** Start Input for this task **

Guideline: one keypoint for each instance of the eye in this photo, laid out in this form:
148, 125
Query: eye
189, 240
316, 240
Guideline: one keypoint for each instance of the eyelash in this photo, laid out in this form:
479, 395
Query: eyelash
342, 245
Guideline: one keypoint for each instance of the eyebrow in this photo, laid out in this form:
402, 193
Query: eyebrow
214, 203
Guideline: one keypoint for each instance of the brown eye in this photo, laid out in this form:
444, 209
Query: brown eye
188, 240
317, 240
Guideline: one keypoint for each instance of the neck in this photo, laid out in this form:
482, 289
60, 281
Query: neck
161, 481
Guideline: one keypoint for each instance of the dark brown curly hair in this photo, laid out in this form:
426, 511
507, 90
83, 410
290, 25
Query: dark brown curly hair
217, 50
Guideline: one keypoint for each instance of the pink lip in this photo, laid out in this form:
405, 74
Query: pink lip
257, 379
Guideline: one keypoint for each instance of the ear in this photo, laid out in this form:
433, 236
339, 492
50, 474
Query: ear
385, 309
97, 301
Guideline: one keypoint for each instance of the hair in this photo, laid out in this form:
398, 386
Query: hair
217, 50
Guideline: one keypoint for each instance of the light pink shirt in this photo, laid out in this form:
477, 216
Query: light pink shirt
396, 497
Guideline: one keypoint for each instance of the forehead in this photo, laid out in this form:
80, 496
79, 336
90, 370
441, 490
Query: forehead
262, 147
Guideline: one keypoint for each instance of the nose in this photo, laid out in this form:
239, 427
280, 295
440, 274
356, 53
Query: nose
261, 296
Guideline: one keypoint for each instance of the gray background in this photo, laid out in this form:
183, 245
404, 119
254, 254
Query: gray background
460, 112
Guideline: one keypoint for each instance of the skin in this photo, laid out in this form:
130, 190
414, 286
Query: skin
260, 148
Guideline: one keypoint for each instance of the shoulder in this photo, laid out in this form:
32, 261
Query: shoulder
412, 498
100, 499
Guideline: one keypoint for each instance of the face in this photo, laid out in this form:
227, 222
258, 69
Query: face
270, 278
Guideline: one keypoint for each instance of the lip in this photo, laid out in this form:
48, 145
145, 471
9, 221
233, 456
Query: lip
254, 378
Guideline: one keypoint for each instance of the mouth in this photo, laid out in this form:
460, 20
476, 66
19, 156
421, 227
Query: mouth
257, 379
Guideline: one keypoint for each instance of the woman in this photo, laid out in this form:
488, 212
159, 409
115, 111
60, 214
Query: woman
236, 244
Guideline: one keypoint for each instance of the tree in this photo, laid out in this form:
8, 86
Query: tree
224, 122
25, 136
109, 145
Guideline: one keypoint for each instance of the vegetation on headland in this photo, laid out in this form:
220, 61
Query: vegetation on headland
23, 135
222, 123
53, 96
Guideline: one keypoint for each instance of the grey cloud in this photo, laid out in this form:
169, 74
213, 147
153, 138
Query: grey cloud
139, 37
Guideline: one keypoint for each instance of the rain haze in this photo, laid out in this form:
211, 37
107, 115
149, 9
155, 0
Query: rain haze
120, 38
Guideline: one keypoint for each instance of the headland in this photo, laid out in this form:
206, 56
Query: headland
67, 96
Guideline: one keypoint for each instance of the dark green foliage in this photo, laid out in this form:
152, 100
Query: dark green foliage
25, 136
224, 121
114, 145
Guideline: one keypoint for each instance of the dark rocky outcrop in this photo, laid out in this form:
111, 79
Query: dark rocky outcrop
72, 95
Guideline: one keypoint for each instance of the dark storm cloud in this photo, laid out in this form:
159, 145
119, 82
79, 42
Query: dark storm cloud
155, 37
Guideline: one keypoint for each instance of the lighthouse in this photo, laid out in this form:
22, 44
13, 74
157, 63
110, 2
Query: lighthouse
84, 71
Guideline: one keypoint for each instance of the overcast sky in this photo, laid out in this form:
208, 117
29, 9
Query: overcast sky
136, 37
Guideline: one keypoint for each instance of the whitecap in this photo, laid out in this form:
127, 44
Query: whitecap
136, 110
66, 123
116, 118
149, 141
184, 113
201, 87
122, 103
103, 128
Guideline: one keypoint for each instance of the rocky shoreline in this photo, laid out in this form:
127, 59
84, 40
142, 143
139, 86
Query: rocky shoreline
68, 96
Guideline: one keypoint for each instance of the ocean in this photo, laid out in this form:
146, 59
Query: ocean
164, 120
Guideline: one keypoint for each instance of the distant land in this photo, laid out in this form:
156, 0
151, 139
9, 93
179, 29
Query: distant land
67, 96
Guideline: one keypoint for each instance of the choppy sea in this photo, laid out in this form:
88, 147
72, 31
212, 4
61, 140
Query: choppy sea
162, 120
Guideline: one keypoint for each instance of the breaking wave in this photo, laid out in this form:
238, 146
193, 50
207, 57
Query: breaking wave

** End Input for this task **

| Exercise aim |
Copy every one of the rows above word for word, with no changes.

| Solution below |
Guideline: one keypoint for each instance of the eye in this photo, laid out in this form:
148, 125
Query: eye
189, 240
316, 240
Guideline: one keypoint for each instance of the eyelash in this photo, laid out in this form:
479, 395
Query: eyelash
342, 245
Guideline: one keypoint for each instance of the eyebrow in this photo, laid out in this form:
402, 193
Query: eyebrow
214, 203
Guideline: one keypoint for each instance of the brown eye in this photo, laid out in this form:
444, 209
Query: brown eye
188, 240
317, 240
Guideline: one keypoint for each instance of the neck in this photo, laid out in this form:
482, 289
60, 281
Query: neck
161, 481
Guideline: one keypoint for each instance of the dark brown curly hair in this photo, laid out in this form:
426, 511
507, 90
83, 410
290, 25
Query: dark brown curly hair
217, 50
Guideline: one keypoint for each instance of the pink lip in this photo, laid out in this form:
405, 74
Query: pink lip
257, 379
Guideline: one keypoint for each instance of the ear in this photo, laid out in this form:
433, 236
339, 492
50, 474
Query: ear
385, 309
97, 301
Guideline: one keypoint for each instance of the hair in this photo, laid out in this form:
398, 386
Query: hair
217, 50
Guideline: one keypoint for each instance of the light pink shirt in this photo, laid out in this form:
477, 216
Query: light pink shirt
396, 497
Guideline: one keypoint for each instance of the forehead in this photo, laid out in this form:
80, 496
79, 336
90, 370
441, 490
Query: forehead
262, 147
Guideline: one keypoint for each instance of the nose in this photo, laid out in this form:
239, 427
280, 295
440, 274
356, 53
Query: nose
261, 296
Guideline: one keypoint for each instance of the gray background in this photo, laid out in this form:
183, 245
404, 119
254, 254
Query: gray background
460, 112
Guideline: one keypoint for each instance of the skin in this photo, laid out in this form:
130, 190
414, 286
Query: skin
260, 148
Guideline: one keypoint for each instance of the shoulder in this photo, laid out in this form:
32, 261
Query: shoulder
412, 498
100, 499
Guideline: one keypoint for each instance of the face in this photo, laid out in this form:
227, 222
258, 69
Query: face
270, 278
Guideline: one keypoint for each instance of the lip in this photo, laid out in this form:
48, 145
145, 471
9, 221
233, 456
Query: lip
254, 378
Guideline: one keypoint for each instance of the mouth in this photo, laid out in this form:
460, 20
476, 66
19, 156
421, 227
Query: mouth
257, 379
Guideline: one keypoint for each instance of the woman in this photo, laid out in this form:
488, 212
159, 409
115, 111
60, 214
Query: woman
236, 244
Guideline: one keypoint for each instance of the tree in this photo, laid out in this form:
8, 86
Query: tree
224, 122
25, 136
109, 145
Guideline: one keypoint for each instance of the vegetation on headland in this photo, laid out in this form:
220, 61
Query: vegetation on headland
23, 135
222, 123
53, 96
Guideline: one keypoint for each instance of the grey cloud in this photo, laid out in this form:
169, 74
213, 147
153, 138
Query: grey cloud
139, 37
Guideline: one keypoint for each instance of the rain haze in this photo, laid out in this form:
211, 37
107, 115
149, 9
155, 0
Query: rain haze
120, 38
Guideline: one keypoint for each instance of the headland in this photo, laid out in this form:
206, 56
Query: headland
67, 96
Guideline: one keypoint for each instance of the dark green foliage in this photo, laid out in this form:
152, 100
Query: dark green foliage
25, 136
224, 121
114, 145
Guideline: one keypoint for each instance of the dark rocky outcrop in this photo, laid out in this form:
111, 79
Query: dark rocky outcrop
72, 95
Guideline: one keypoint for each instance of the dark storm cloud in this photo, laid out in this form:
159, 145
119, 82
79, 42
Query: dark storm cloud
155, 37
Guideline: one keypoint for each instance of the lighthouse in this photo, laid out in this form:
22, 44
13, 74
157, 63
110, 2
Query: lighthouse
84, 71
Guideline: one keypoint for each instance of the overcast sky in this photo, laid out in this form:
208, 117
29, 9
Query: overcast sky
136, 37
Guideline: one keypoint for each instance of the whitecap in this photo, laid out in this form:
127, 44
Query: whitecap
136, 110
66, 123
116, 118
149, 141
184, 113
201, 87
122, 103
103, 128
Guideline: one keypoint for each instance of the rocky shoreline in this photo, laid out in this form:
127, 59
84, 40
142, 143
139, 86
Query: rocky shoreline
68, 96
Guideline: one keypoint for each instance of the ocean in this photo, laid out in this form:
146, 59
Query: ocean
164, 120
Guideline: one keypoint for each instance of the distant land in this photo, laid out in this form:
156, 0
151, 139
9, 93
179, 29
Query: distant land
67, 96
Guideline: one keypoint for each instance of the choppy sea in this photo, laid out in this form:
88, 147
72, 31
212, 4
61, 140
Query: choppy sea
162, 120
Guideline: one keypoint for each instance of the breaking wave in this photo, laid out in this form:
238, 146
193, 50
207, 57
Query: breaking wave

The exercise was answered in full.